++++ Material to process
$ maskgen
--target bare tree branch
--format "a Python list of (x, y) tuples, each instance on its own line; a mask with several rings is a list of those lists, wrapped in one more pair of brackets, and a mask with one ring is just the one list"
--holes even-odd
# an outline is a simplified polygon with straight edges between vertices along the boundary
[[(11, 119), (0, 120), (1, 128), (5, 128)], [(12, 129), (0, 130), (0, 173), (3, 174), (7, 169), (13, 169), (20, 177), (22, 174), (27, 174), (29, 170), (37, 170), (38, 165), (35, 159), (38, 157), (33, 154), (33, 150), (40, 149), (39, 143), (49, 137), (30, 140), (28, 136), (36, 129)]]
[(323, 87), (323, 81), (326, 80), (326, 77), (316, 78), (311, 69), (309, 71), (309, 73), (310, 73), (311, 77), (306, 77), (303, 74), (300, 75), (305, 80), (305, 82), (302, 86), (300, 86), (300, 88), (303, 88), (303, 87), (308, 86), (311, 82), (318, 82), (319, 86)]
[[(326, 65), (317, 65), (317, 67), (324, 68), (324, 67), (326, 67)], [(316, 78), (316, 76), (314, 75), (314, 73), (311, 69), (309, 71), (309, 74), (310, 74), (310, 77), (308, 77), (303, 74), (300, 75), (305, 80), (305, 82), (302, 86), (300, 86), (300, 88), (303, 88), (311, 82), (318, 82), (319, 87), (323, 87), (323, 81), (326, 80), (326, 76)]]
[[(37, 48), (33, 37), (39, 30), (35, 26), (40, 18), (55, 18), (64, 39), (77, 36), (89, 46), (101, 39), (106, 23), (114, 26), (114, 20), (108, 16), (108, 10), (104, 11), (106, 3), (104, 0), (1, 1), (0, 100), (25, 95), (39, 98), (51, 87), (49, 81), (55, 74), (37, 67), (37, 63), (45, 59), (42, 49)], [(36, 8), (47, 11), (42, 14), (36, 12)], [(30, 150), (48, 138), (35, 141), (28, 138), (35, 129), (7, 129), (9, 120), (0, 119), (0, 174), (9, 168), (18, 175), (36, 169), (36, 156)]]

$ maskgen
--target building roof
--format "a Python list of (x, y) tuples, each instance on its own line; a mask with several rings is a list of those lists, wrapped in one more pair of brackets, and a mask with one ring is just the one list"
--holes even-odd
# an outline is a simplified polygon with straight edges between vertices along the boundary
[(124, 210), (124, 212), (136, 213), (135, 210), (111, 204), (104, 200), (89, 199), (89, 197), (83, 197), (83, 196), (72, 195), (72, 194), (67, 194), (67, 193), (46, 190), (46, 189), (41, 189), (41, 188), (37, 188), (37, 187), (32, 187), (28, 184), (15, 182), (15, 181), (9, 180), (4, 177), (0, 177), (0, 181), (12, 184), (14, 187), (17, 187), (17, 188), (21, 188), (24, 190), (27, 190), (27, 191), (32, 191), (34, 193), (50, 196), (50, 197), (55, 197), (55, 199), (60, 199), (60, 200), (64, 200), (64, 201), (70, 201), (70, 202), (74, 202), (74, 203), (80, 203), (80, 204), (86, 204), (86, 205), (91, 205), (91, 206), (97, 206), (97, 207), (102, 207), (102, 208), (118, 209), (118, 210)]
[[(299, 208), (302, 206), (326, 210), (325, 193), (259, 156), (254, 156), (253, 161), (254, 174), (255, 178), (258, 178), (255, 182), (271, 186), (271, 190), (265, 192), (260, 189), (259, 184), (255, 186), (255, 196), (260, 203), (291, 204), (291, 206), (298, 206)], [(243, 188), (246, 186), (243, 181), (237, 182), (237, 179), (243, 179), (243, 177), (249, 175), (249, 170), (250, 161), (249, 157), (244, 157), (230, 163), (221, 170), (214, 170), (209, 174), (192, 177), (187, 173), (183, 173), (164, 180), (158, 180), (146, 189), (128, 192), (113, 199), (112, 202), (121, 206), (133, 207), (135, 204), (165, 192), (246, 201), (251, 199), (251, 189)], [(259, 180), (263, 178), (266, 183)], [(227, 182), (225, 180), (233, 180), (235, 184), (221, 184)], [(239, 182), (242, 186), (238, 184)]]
++++++++
Aim –
Reproduce every item above character for character, with nothing added or changed.

Result –
$ maskgen
--target bare tree branch
--format "a Python list of (x, y) tuples, each instance on its own line; a mask with several rings is a list of those lists, wrapped in one more pair of brackets, and a mask with one ring is just the one list"
--holes even-odd
# an outline is a simplified polygon with straight edges between vertices along the boundary
[[(11, 119), (0, 120), (1, 128), (5, 128)], [(12, 129), (0, 130), (0, 173), (3, 174), (7, 169), (13, 169), (20, 177), (22, 174), (27, 174), (29, 170), (37, 170), (38, 165), (35, 159), (38, 157), (33, 154), (33, 150), (40, 149), (39, 143), (49, 137), (30, 140), (28, 136), (36, 129)]]
[(323, 87), (323, 81), (326, 80), (326, 77), (316, 78), (311, 69), (309, 71), (309, 73), (310, 73), (311, 77), (306, 77), (303, 74), (300, 75), (305, 80), (305, 82), (302, 86), (300, 86), (300, 88), (303, 88), (303, 87), (308, 86), (311, 82), (318, 82), (319, 86)]
[[(326, 65), (317, 65), (317, 67), (324, 68), (324, 67), (326, 67)], [(316, 78), (316, 76), (314, 75), (314, 73), (311, 69), (309, 71), (309, 74), (310, 74), (310, 77), (308, 77), (303, 74), (300, 75), (305, 80), (305, 82), (302, 86), (300, 86), (300, 88), (303, 88), (311, 82), (318, 82), (319, 87), (323, 87), (323, 81), (326, 80), (326, 76)]]
[[(37, 48), (33, 37), (39, 30), (35, 26), (40, 18), (55, 18), (64, 39), (77, 36), (89, 46), (101, 39), (106, 23), (114, 26), (114, 20), (108, 16), (108, 10), (104, 11), (106, 3), (104, 0), (1, 1), (0, 100), (25, 95), (39, 98), (51, 87), (49, 81), (55, 74), (37, 67), (37, 63), (45, 59), (42, 49)], [(36, 8), (47, 11), (42, 14), (36, 12)], [(30, 150), (48, 138), (35, 141), (28, 138), (35, 129), (7, 129), (9, 120), (0, 119), (0, 174), (9, 168), (18, 175), (36, 169), (36, 156)]]

$ maskgen
--target building roof
--format "a Python list of (x, y) tuples, each instance on its own line; a mask with several rings is a list of those lists, wrapped in one more pair of brackets, and a mask with one ring is just the one list"
--holes even-odd
# an outline is a simplified polygon with straight edges between vertices along the boundary
[(124, 210), (124, 212), (136, 213), (135, 210), (111, 204), (104, 200), (89, 199), (89, 197), (83, 197), (83, 196), (72, 195), (72, 194), (67, 194), (67, 193), (46, 190), (46, 189), (41, 189), (41, 188), (37, 188), (37, 187), (32, 187), (28, 184), (15, 182), (15, 181), (9, 180), (4, 177), (0, 177), (0, 181), (12, 184), (14, 187), (17, 187), (17, 188), (21, 188), (24, 190), (27, 190), (27, 191), (32, 191), (34, 193), (50, 196), (50, 197), (55, 197), (55, 199), (60, 199), (60, 200), (64, 200), (64, 201), (70, 201), (70, 202), (74, 202), (74, 203), (80, 203), (80, 204), (86, 204), (86, 205), (91, 205), (91, 206), (97, 206), (97, 207), (102, 207), (102, 208), (118, 209), (118, 210)]
[[(299, 208), (302, 206), (326, 210), (325, 193), (259, 156), (254, 156), (253, 161), (254, 174), (255, 178), (258, 178), (255, 182), (271, 186), (271, 190), (265, 192), (260, 189), (259, 184), (255, 186), (255, 196), (260, 203), (291, 204), (291, 206), (298, 206)], [(243, 188), (246, 186), (243, 181), (237, 182), (237, 179), (243, 179), (243, 177), (249, 175), (249, 170), (250, 161), (249, 157), (244, 157), (230, 163), (221, 170), (214, 170), (209, 174), (192, 177), (187, 173), (183, 173), (164, 180), (158, 180), (146, 189), (128, 192), (113, 199), (112, 202), (121, 206), (133, 207), (135, 204), (165, 192), (246, 201), (251, 199), (251, 189)], [(259, 180), (263, 178), (266, 183)], [(227, 182), (225, 180), (233, 180), (235, 184), (221, 184)], [(239, 182), (242, 186), (238, 184)]]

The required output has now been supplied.